**TASK**
Leaving out the pictures, please retype each record exactly.

•••

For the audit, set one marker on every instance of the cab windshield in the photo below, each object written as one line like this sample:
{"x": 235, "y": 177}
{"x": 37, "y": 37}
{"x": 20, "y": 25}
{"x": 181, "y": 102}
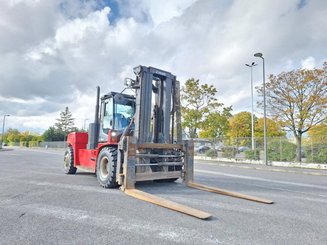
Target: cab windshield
{"x": 117, "y": 116}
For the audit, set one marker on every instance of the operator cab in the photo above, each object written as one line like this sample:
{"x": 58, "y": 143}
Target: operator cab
{"x": 117, "y": 111}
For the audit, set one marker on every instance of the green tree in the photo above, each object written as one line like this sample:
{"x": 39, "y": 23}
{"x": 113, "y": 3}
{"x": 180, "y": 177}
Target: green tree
{"x": 198, "y": 101}
{"x": 216, "y": 124}
{"x": 298, "y": 100}
{"x": 274, "y": 128}
{"x": 66, "y": 121}
{"x": 315, "y": 146}
{"x": 53, "y": 134}
{"x": 12, "y": 135}
{"x": 240, "y": 125}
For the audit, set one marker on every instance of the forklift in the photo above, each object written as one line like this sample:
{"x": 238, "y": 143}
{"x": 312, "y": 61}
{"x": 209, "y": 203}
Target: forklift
{"x": 137, "y": 138}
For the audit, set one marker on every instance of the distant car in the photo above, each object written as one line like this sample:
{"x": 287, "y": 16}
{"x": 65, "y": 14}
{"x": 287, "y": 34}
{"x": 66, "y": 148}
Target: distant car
{"x": 202, "y": 149}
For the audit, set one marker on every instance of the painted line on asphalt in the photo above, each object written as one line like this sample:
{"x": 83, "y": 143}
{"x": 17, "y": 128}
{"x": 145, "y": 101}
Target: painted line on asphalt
{"x": 265, "y": 169}
{"x": 261, "y": 179}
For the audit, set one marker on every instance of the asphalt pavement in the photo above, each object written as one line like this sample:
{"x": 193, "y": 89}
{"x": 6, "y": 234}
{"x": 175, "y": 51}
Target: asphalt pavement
{"x": 41, "y": 205}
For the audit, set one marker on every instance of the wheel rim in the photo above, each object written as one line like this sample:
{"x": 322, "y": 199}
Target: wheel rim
{"x": 104, "y": 169}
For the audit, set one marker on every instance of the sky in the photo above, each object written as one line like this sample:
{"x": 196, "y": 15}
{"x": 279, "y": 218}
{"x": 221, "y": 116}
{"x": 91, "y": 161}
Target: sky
{"x": 53, "y": 53}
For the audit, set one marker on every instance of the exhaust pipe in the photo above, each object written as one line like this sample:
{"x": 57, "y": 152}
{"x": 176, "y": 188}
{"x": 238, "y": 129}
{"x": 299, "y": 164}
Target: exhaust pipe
{"x": 95, "y": 126}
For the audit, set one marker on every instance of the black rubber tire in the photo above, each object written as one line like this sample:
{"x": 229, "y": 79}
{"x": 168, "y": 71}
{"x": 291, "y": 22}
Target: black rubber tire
{"x": 166, "y": 180}
{"x": 69, "y": 167}
{"x": 106, "y": 167}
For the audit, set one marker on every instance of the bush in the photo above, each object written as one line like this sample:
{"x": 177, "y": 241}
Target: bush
{"x": 211, "y": 153}
{"x": 229, "y": 151}
{"x": 281, "y": 150}
{"x": 252, "y": 155}
{"x": 316, "y": 153}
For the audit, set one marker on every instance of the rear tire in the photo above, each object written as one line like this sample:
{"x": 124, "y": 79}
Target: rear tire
{"x": 106, "y": 167}
{"x": 69, "y": 167}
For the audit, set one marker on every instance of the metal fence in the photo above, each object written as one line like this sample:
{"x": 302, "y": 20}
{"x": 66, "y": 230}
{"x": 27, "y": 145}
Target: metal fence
{"x": 280, "y": 149}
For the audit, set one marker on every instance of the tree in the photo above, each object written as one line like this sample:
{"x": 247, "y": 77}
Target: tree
{"x": 318, "y": 133}
{"x": 240, "y": 125}
{"x": 197, "y": 102}
{"x": 298, "y": 100}
{"x": 216, "y": 124}
{"x": 274, "y": 128}
{"x": 12, "y": 135}
{"x": 316, "y": 144}
{"x": 53, "y": 134}
{"x": 66, "y": 121}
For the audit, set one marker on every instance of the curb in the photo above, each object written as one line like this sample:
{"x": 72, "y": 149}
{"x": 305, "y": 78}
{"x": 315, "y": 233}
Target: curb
{"x": 258, "y": 165}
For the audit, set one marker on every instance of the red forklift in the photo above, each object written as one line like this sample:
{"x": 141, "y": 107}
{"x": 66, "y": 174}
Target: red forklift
{"x": 139, "y": 138}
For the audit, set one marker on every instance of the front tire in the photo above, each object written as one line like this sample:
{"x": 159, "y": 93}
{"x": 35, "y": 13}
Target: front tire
{"x": 69, "y": 167}
{"x": 106, "y": 167}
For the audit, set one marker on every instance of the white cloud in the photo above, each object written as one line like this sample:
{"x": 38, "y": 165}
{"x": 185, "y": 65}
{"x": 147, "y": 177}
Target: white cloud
{"x": 55, "y": 52}
{"x": 308, "y": 63}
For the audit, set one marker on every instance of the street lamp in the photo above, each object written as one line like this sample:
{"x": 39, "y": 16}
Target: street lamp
{"x": 260, "y": 55}
{"x": 3, "y": 129}
{"x": 252, "y": 117}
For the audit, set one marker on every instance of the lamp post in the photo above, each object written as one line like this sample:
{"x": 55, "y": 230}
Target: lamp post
{"x": 3, "y": 129}
{"x": 260, "y": 55}
{"x": 252, "y": 116}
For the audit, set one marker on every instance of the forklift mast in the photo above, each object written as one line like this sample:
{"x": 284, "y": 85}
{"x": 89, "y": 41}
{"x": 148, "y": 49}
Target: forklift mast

•••

**RESULT OF THE TASK**
For the audit, set one marker on every instance of the cab windshield in the photo below, each object written as one line like this sample:
{"x": 235, "y": 177}
{"x": 37, "y": 37}
{"x": 20, "y": 25}
{"x": 181, "y": 102}
Target: cab windshield
{"x": 117, "y": 116}
For the audit, set one marker on every instance of the operator cab in the photo above, each object written as one line like this sample:
{"x": 58, "y": 143}
Target: operator cab
{"x": 117, "y": 111}
For the audit, set one marker on every instance of the green tree in the photo above, each object written as one line like this sample:
{"x": 39, "y": 23}
{"x": 113, "y": 3}
{"x": 180, "y": 177}
Target: green tree
{"x": 198, "y": 101}
{"x": 216, "y": 124}
{"x": 298, "y": 100}
{"x": 274, "y": 128}
{"x": 66, "y": 121}
{"x": 315, "y": 146}
{"x": 53, "y": 134}
{"x": 12, "y": 135}
{"x": 240, "y": 125}
For the audit, set one marker on every instance of the forklift in the photo above, each object written as one line like this sample:
{"x": 238, "y": 143}
{"x": 312, "y": 61}
{"x": 209, "y": 203}
Target: forklift
{"x": 137, "y": 138}
For the audit, set one marker on every instance of the distant car in the photo above, each object written as one line like this sample:
{"x": 287, "y": 16}
{"x": 65, "y": 14}
{"x": 287, "y": 34}
{"x": 66, "y": 148}
Target: distant car
{"x": 202, "y": 149}
For the audit, set one marker on every instance of the painted line on asphalt in the photo above, each object written as one line like this sample:
{"x": 83, "y": 143}
{"x": 17, "y": 128}
{"x": 145, "y": 101}
Target: painted line on asphalt
{"x": 265, "y": 169}
{"x": 261, "y": 179}
For the audit, set one marker on every instance of the asphalt pavement in the photo above, each object written as one line like this sample:
{"x": 193, "y": 89}
{"x": 6, "y": 234}
{"x": 175, "y": 51}
Target: asphalt pavement
{"x": 41, "y": 205}
For the audit, set one marker on every instance of the wheel rim in the photo above, each object written as one line like this sample:
{"x": 322, "y": 199}
Target: wheel rim
{"x": 104, "y": 169}
For the audit, set one marker on every instance of the sky in the photo above, each object written as one line like this sample:
{"x": 196, "y": 15}
{"x": 279, "y": 218}
{"x": 221, "y": 116}
{"x": 91, "y": 161}
Target: sky
{"x": 53, "y": 53}
For the audit, set one marker on every instance of the exhaust pipe in the photo above, each object written as one line like this sample:
{"x": 57, "y": 152}
{"x": 176, "y": 188}
{"x": 238, "y": 129}
{"x": 299, "y": 164}
Target: exhaust pipe
{"x": 95, "y": 126}
For the audit, set one marker on every instance of the black rubber tire in the photo above, each object written as one line like this sample:
{"x": 229, "y": 79}
{"x": 168, "y": 71}
{"x": 291, "y": 22}
Target: black rubber tire
{"x": 166, "y": 180}
{"x": 69, "y": 167}
{"x": 106, "y": 167}
For the audit, set one marker on every instance of the bush in the photo above, each object written as one line like this sample:
{"x": 177, "y": 241}
Target: bush
{"x": 211, "y": 153}
{"x": 229, "y": 151}
{"x": 281, "y": 150}
{"x": 252, "y": 155}
{"x": 316, "y": 153}
For the audit, set one marker on every instance of the rear tire in the photo above, each object written as one line like this sample:
{"x": 124, "y": 79}
Target: rear tire
{"x": 106, "y": 167}
{"x": 69, "y": 167}
For the audit, set one marker on every instance of the metal fence in the photo above, each object written as one line like this sample:
{"x": 302, "y": 20}
{"x": 66, "y": 230}
{"x": 27, "y": 145}
Target: metal fence
{"x": 280, "y": 149}
For the audit, set one marker on every instance of the tree in the photo above, each object written as one line like this sample:
{"x": 247, "y": 77}
Target: tree
{"x": 318, "y": 133}
{"x": 240, "y": 125}
{"x": 197, "y": 102}
{"x": 298, "y": 100}
{"x": 216, "y": 124}
{"x": 274, "y": 128}
{"x": 12, "y": 135}
{"x": 316, "y": 144}
{"x": 53, "y": 134}
{"x": 66, "y": 121}
For the audit, set one marker on every instance of the curb in the photo above, each object written as one line like this sample:
{"x": 72, "y": 149}
{"x": 305, "y": 78}
{"x": 315, "y": 233}
Target: curb
{"x": 258, "y": 165}
For the audit, set one marker on every instance of the red forklift in the photo above, each object written as one line like this sample:
{"x": 141, "y": 107}
{"x": 66, "y": 174}
Target: red forklift
{"x": 139, "y": 138}
For the audit, set one marker on every instance of the front tire in the photo above, each object written as one line like this sample:
{"x": 159, "y": 93}
{"x": 35, "y": 13}
Target: front tire
{"x": 69, "y": 167}
{"x": 106, "y": 167}
For the audit, set one marker on every instance of the white cloud in the photo above, each object written as one line like this sample:
{"x": 38, "y": 165}
{"x": 185, "y": 65}
{"x": 147, "y": 177}
Target: white cloud
{"x": 55, "y": 52}
{"x": 308, "y": 63}
For the audit, set one marker on every instance of the street lamp in the photo above, each object written as one line like this sample:
{"x": 39, "y": 16}
Target: street lamp
{"x": 260, "y": 55}
{"x": 3, "y": 129}
{"x": 252, "y": 117}
For the audit, set one marker on every instance of the lamp post in the photo above, each object written as one line like this sample:
{"x": 55, "y": 230}
Target: lamp post
{"x": 3, "y": 129}
{"x": 260, "y": 55}
{"x": 252, "y": 116}
For the audit, set one marker on every instance of the forklift mast in the photo above, each object written as one line like this sample:
{"x": 284, "y": 85}
{"x": 89, "y": 41}
{"x": 148, "y": 49}
Target: forklift mast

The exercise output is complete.